▸ **YOUR ASSIGNMENT**:
Every line in the data must be transcribed exactly.

▸ **PROVIDED RECORDS**:
%%

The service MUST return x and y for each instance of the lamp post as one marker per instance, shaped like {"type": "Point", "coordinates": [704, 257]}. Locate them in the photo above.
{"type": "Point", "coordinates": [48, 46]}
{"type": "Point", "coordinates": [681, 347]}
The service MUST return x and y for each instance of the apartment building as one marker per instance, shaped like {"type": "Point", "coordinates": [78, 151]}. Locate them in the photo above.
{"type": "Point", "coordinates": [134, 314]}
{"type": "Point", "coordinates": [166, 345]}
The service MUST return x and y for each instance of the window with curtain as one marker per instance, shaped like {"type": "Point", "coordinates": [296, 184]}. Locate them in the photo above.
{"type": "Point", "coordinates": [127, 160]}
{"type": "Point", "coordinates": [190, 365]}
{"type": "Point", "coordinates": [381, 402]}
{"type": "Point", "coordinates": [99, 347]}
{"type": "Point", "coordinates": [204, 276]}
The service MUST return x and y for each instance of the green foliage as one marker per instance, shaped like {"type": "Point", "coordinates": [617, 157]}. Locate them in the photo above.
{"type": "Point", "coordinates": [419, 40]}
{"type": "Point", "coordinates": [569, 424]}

%%

▸ **REPLY**:
The service MUST return x and y for each instance of the lamp post as one marker per instance, shaped like {"type": "Point", "coordinates": [704, 257]}. Locate them in the photo above.
{"type": "Point", "coordinates": [48, 46]}
{"type": "Point", "coordinates": [681, 347]}
The service MUST return x and y for each instance of the apartment building as one marker per instance, shaped like {"type": "Point", "coordinates": [78, 151]}. Locate them in the photo above.
{"type": "Point", "coordinates": [134, 314]}
{"type": "Point", "coordinates": [166, 345]}
The service MUST return x and y for each instance of the window with curtain as one marker per instance, shaped like {"type": "Point", "coordinates": [296, 184]}. Locate them in the photo above.
{"type": "Point", "coordinates": [127, 160]}
{"type": "Point", "coordinates": [190, 365]}
{"type": "Point", "coordinates": [381, 402]}
{"type": "Point", "coordinates": [99, 347]}
{"type": "Point", "coordinates": [204, 276]}
The service MUST return x and y for each instance of the green foliage as one marker per instance, shaped like {"type": "Point", "coordinates": [617, 157]}. Locate them in the photo above.
{"type": "Point", "coordinates": [419, 40]}
{"type": "Point", "coordinates": [569, 424]}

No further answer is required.